— WRITTEN INSTRUCTION —
Switch "evaluation benchmark" to "test set" in every one of the records below and write them out again, leaving everything else unchanged.

* START RAW RECORDS *

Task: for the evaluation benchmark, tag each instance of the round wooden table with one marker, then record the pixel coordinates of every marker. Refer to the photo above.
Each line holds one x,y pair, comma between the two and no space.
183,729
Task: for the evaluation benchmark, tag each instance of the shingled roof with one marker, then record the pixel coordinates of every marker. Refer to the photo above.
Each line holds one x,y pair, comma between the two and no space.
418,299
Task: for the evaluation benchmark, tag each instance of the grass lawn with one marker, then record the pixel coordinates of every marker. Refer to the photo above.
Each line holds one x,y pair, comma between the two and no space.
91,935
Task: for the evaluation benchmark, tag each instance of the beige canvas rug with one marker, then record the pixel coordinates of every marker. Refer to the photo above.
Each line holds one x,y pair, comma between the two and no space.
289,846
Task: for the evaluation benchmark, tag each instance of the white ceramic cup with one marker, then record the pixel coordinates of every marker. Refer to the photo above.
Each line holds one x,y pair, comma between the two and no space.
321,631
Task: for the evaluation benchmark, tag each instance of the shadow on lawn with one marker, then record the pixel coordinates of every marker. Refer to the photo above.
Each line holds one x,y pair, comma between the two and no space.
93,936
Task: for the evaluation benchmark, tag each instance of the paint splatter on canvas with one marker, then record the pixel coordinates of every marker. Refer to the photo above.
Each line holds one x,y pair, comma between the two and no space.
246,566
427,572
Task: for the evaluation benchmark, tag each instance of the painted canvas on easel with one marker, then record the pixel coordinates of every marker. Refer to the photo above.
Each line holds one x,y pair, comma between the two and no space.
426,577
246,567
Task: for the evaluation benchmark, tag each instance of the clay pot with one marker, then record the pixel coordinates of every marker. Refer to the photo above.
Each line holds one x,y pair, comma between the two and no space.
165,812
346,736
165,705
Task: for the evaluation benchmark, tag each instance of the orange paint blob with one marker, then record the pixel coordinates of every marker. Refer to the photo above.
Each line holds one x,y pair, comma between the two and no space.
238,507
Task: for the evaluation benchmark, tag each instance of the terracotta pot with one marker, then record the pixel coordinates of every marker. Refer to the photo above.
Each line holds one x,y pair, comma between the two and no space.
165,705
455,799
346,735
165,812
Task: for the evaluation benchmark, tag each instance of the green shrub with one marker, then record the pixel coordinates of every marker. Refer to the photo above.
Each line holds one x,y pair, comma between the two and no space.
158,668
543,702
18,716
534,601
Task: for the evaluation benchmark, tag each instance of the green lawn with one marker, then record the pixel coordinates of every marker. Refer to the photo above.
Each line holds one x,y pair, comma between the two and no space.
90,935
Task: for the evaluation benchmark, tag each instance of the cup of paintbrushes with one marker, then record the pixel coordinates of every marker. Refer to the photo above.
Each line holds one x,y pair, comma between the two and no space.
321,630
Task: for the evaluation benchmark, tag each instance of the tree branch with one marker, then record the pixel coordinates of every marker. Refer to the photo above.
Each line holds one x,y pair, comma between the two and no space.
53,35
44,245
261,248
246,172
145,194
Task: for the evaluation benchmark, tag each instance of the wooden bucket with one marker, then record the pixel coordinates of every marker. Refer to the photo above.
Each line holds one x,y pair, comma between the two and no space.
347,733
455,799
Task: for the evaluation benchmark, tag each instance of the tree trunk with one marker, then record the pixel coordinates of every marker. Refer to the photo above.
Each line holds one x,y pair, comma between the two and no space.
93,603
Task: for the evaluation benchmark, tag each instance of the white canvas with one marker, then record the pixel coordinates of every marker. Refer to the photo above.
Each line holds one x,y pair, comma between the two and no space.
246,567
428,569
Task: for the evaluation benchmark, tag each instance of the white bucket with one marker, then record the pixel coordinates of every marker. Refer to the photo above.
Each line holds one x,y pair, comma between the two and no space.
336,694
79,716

* END RAW RECORDS *

— RIGHT ANSWER —
Task: for the test set, tag each instance of the round wooden table with one marker, then record the pixel coordinates of every marker. Refer to the photo above.
Each line holds one x,y pair, comma between the two and no space.
183,729
Task: for the test set, tag each instance of the shingled roof with one marker, then record the pixel coordinates of every marker. Refer to the photo above.
Each line holds one x,y pair, comma between the two and no space.
418,299
Task: for the test set, tag each instance of the grass lawn with one marker, then record the pixel coordinates of every marker. Refer to the photo above.
Each line holds one x,y pair, comma between the two and no space.
91,935
Task: for the test set, tag each instance of the beige canvas rug with one marker, then record the pixel coordinates of every marker. Refer to the photo above.
Each line holds one x,y pair, comma between the two and no space.
289,846
Task: for the test set, tag each instance of the white ceramic cup with one marker, then record the pixel coordinates of every marker. Refer to the photo above.
Each line holds one x,y pair, comma between the two and no space.
321,631
Task: for the test set, tag each instance of the shadow on lawn with one marker, then record the pixel coordinates of every marker. Refer to the photo above.
Each line holds one x,y pair, comma between the two and no space.
93,936
Task: for the test set, tag each instance of the paint splatter on canvas with one marker, then record the pixel coordinates of every marker. Refer to the photo above.
Each line holds one x,y pair, comma between the two and no space.
246,566
427,572
Task: for the test set, tag each instance of the painted canvas on easel with one marker, then record the pixel coordinates of every marker. Refer to the photo above.
Each line holds one x,y pair, comma between the two and no space.
426,577
246,567
Task: for the test set, tag each instance of the clay pot with one marker, then record the pixel coordinates of every marker. Refer to the photo above.
Each line holds one x,y pair, comma between the two and no space.
165,812
346,736
165,705
Task: for the test set, tag each instance of the orange paint blob with one marker, then record the pixel coordinates of every marker. Refer to the photo above.
Each line holds one x,y pair, comma between the two and no space.
238,507
Task: for the test set, tag each instance of the terracotta pot with one marker, then record the pixel coordinates of every marker. Refer to the photo above.
Each line holds one x,y pair, comma between the two and no space.
165,705
455,799
346,735
165,812
Task: for the test set, tag each instance of the green shrub with one marker, then record the pixel coordinates of every marker. Refer to the photo above.
Each line holds one x,y pair, comma between the two and no space.
158,668
543,702
18,716
534,601
Task: for the test set, tag each instance of the green lawn with one marker, then record the pixel coordinates of every marker. Refer to the photo above.
Each line holds one x,y pair, comma between the two and no space.
90,935
Task: for the test set, tag each instance of the cup of paintbrushes with one marker, then record the pixel coordinates of every marker. Refer to the photo above.
Each line holds one x,y pair, comma between the two and no space.
321,630
Task: for the test set, tag each instance of the tree branch with one marker, then record the pixel coordinates of every marker. Refer to the photo above.
Each line holds one x,y pair, comma between the two and no space.
53,35
44,245
261,248
246,172
145,194
Task: for the test set, tag each instance of the wooden bucket with one marker, then record the pixel coordinates of every marker. Refer to the photo above.
Each line holds one x,y pair, comma between the two and no space.
347,733
455,799
Task: for the test set, tag each instance of the tree trunk with one marker, then record the pixel coordinates of every marker. Refer to the photo above.
Each line holds one x,y pair, comma between the two and no space.
93,603
Task: for the test set, tag each instance of the white canvas with one marker, then record the pixel coordinates of every marker. Refer to the photo above.
Each line holds one x,y pair, comma between the two and no space.
246,567
428,569
Task: for the test set, tag each instance of the white bucket with one marker, then record the pixel coordinates of every marker. Refer to the photo above.
Each line holds one x,y pair, comma between the two and no space.
336,694
79,716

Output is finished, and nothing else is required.